- **DATA LINES**
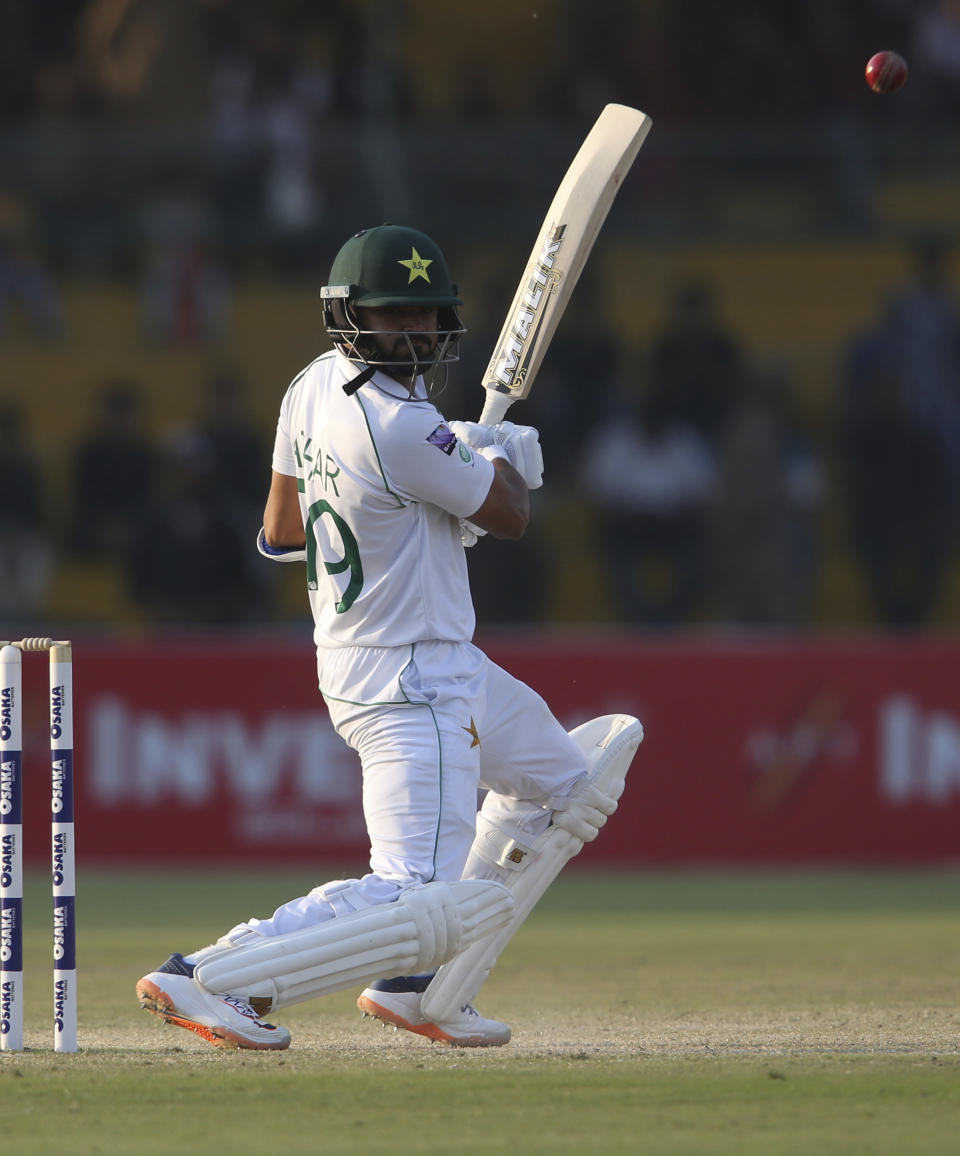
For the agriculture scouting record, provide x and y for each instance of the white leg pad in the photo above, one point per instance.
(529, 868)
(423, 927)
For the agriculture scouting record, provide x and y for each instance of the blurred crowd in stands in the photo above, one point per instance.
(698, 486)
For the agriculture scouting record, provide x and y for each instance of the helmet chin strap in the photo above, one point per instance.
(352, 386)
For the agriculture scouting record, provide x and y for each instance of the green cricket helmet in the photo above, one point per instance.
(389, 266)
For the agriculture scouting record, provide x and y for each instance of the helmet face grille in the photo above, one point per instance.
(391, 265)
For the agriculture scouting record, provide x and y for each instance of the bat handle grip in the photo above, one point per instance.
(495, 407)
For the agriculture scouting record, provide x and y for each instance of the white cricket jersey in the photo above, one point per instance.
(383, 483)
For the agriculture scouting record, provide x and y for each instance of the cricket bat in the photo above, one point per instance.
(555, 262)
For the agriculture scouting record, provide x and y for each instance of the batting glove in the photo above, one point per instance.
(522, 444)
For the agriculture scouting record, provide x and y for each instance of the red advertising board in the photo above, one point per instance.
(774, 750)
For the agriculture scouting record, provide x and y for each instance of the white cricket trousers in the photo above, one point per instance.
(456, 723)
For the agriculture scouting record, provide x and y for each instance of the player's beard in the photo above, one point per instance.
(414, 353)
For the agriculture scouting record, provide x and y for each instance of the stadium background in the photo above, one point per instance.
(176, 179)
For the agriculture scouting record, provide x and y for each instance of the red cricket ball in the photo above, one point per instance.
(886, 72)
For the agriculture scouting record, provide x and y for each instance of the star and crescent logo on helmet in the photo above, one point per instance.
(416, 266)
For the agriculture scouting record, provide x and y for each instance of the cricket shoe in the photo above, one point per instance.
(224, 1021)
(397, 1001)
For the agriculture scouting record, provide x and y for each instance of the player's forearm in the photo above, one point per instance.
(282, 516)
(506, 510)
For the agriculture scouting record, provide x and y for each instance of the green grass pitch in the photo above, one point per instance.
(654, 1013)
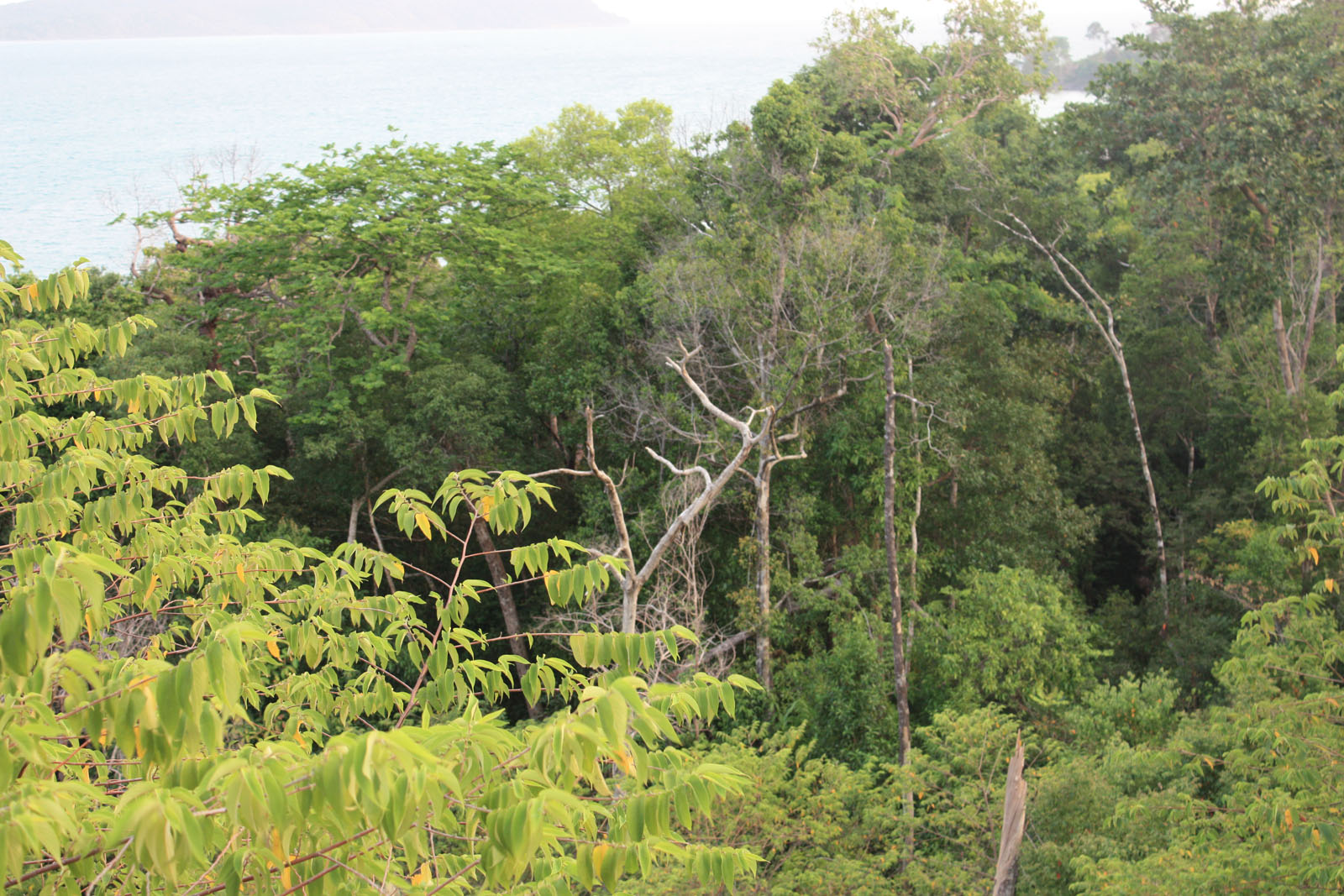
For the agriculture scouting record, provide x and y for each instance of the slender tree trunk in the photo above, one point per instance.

- **REQUIRED WORK**
Update all the records above so that every "agriculture scouting record" becomes "cricket match record", with everything else left unchanged. Omit the pictures from your answer.

- **WRITTEN REPLY**
For the cricket match record, provide x and y for each instance of the white leg pad in the photo above, one point per instance.
(529, 868)
(423, 927)
For the cricket match record, provide x and y for each instance of the blurred crowd in stands in the photo above, one point per instance.
(698, 486)
For the cricket match record, provide x and y for each instance of the helmet chin strap in the photo above, one point per instance.
(352, 386)
For the cricket match record, provide x and y for each instance of the green cricket helmet in the photo above, one point per instance.
(389, 266)
For the cricket match record, provide x and y for each instance of the helmet face grille in the photo above, one point per instance.
(391, 265)
For the cricket match record, provide x and y for each instance of the bat handle grip in the photo above, one point per instance.
(495, 407)
For the cricket match record, provide x and y for each instance of the white cricket jersey in the photo above, one point per instance.
(383, 483)
For the cricket match record, provide x and y for each instance of the cricket bat in the photo above, one point per instance.
(555, 262)
For the cricket match record, provide x and y for each instance of the batting glove in the photo above, one point per instance.
(522, 444)
For the cricket match record, provide x and y for each instance of the red advertising board in the photo above, one point per instance.
(774, 750)
For the cricket match record, provide x and y for each instance of the white cricket trousers in the photo above, one point per instance.
(456, 723)
For the cricket match record, provide x and y for each instance of the player's beard in the photo above, one point per instance.
(414, 353)
For the cricket match record, provide x and y for each instance of the stadium background in the photo above, one point per instance.
(176, 179)
For the cricket match record, provide x and y for each instance of the red cricket ball in the photo above, one point per instance.
(886, 72)
For the cricket match record, provide x and y for each instance of the star and crescent logo on helmet in the photo above, one point per instance.
(416, 266)
For the cricket match record, provide x and y for each instance of the cricket shoe in the photo above, one point per instance.
(224, 1021)
(397, 1001)
For the cricket match record, provide x and y for each instance of the player's forearm in the photo above, one point per instance.
(282, 516)
(506, 510)
For the cricket match record, provide x and y for each instance of the green grass pitch in the photo above, one point per instance.
(654, 1013)
For the cricket match record, provide x and y for each instance of the slender tree trunk in the photo above, one point per instance.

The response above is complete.